### Directions for this task
Would you please give the entries again word for word, with no images in your copy?

### Extracted data
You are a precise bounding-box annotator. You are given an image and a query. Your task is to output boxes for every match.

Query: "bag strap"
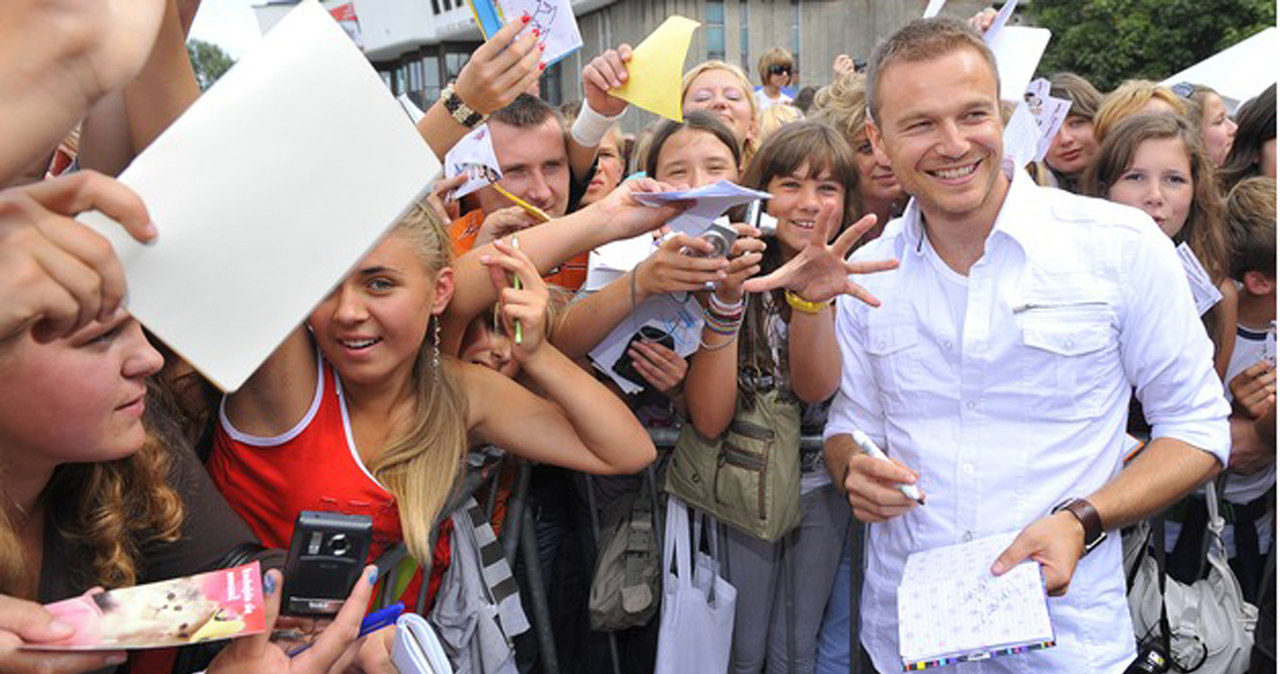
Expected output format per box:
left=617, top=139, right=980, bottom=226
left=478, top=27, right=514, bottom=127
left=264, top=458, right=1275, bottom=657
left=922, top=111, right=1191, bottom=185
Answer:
left=665, top=495, right=693, bottom=589
left=1152, top=513, right=1173, bottom=662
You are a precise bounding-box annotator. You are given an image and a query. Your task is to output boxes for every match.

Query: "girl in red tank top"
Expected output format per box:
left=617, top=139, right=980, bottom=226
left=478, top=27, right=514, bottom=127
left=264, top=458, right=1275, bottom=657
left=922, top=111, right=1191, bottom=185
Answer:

### Result
You are a precise bounding-box annotator. You are given an image and a query. Your task is to output boxes for every match.

Query: "bag strap"
Expected output format per box:
left=617, top=139, right=980, bottom=226
left=478, top=27, right=514, bottom=127
left=264, top=458, right=1275, bottom=657
left=922, top=111, right=1191, bottom=185
Answer:
left=665, top=495, right=693, bottom=589
left=1152, top=513, right=1173, bottom=662
You are a precise bounding-box annotator. You are given an image and a query. Your task is to output boxes for every match.

Query: "girl in red tank top"
Expected output format per box:
left=617, top=139, right=980, bottom=226
left=478, top=27, right=514, bottom=127
left=264, top=458, right=1275, bottom=657
left=922, top=111, right=1191, bottom=185
Answer:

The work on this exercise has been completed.